■ TO DO ■
1: In the Riak email thread, which parameter can be supplied alongside `return_body` so the value isn't returned but the needed vclock still is?
2: Write out, word for word, the portion of the Riak email thread starting with "That said, you" and going on through "vclock you need.".

■ TEXT BLOCK ■
Jeremy -

As noted in the other replies, yes, you need to use 'return_body' to
get the new vector clock in order to avoid creating a sibling on a
subsequent write of the same key.

That said, you can supply the param 'return_head` in the proplist
along with `return_body` which will eliminate having the value
returned to you and get the vclock you need.

- Roach

On Wed, May 15, 2013 at 8:23 AM, John Daily <[email protected]> wrote:
> Thanks for the kind words, Jeremiah.
>
> Jeremy, if you find anything that's wrong with that description of sibling
> behavior, please let me know. It's always possible I missed something
> important.
>
> -John
>
>
> On Wednesday, May 15, 2013, Jeremiah Peschka wrote:
>>
>> John Daily (@macintux) wrote a great blog post that covers sibling
>> behavior [1]
>>
>> In short, though, because you're supplying an older vector clock, and you
>> have allow_mult turned on, Riak makes the decision that since a vector clock
>> is present that conflicts with what's already on disk a sibling should be
>> created.
>>
>> As I understand it, the only way to write into Riak and not get siblings
>> is to set allow_mult to false - even leaving out vector clocks will lead to
>> siblings if allow_mult is true. Or so John Daily's chart claims.

■ STORED DATA ■
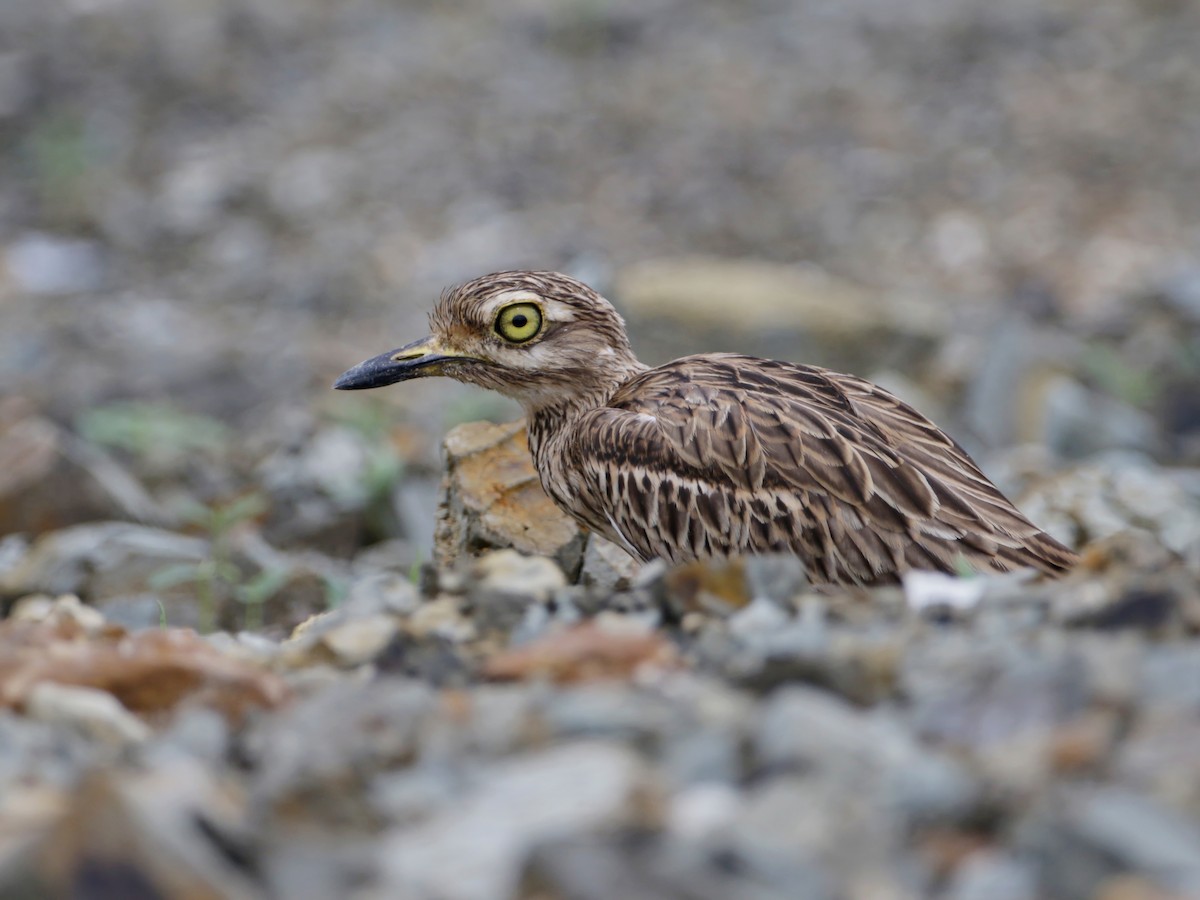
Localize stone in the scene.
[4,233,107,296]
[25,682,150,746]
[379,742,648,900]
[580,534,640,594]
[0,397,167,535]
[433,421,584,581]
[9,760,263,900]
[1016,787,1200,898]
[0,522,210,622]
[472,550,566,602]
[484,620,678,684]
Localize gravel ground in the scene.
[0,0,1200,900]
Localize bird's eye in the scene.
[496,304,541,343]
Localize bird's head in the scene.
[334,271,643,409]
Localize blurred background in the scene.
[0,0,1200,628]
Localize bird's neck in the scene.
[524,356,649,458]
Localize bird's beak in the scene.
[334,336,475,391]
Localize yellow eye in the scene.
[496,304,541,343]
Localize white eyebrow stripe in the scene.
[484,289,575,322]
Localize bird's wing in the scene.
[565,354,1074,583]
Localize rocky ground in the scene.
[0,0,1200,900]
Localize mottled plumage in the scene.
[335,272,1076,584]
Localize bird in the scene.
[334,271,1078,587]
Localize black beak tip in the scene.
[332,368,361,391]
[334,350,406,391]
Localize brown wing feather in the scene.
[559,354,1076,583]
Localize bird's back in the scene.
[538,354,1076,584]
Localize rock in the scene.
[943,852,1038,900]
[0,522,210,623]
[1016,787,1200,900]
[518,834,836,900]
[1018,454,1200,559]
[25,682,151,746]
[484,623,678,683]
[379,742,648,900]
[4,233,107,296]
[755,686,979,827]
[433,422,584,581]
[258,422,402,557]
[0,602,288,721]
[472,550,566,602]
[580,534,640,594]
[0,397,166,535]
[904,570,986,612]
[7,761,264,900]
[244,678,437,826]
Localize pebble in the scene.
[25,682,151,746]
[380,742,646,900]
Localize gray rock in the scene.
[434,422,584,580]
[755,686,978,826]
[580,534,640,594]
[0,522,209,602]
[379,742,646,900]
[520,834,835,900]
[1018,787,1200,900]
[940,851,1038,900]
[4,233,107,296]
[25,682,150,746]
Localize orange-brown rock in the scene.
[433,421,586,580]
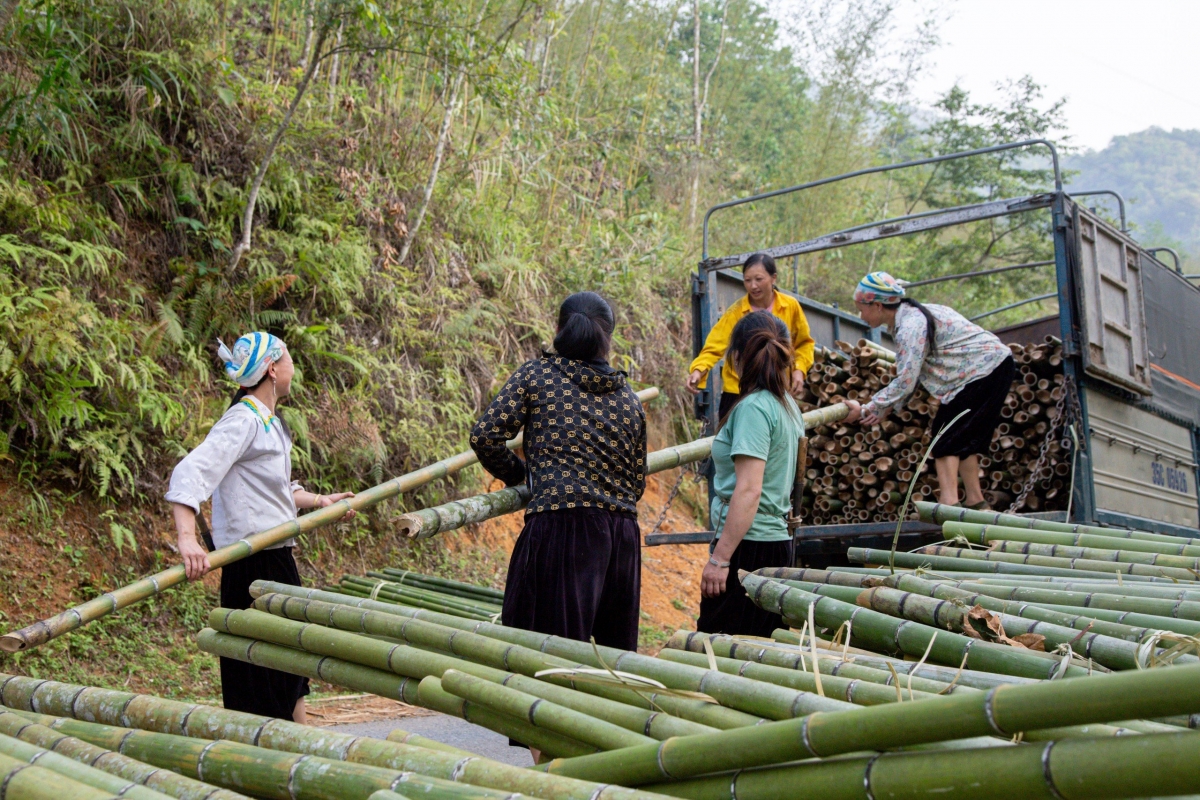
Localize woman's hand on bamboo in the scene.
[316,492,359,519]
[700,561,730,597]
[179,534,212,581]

■ SOLUTIONS BELOW ■
1: The `return_head` parameter.

2:
That said, you can supply the param 'return_head` in the proplist
along with `return_body` which will eliminate having the value
returned to you and get the vclock you need.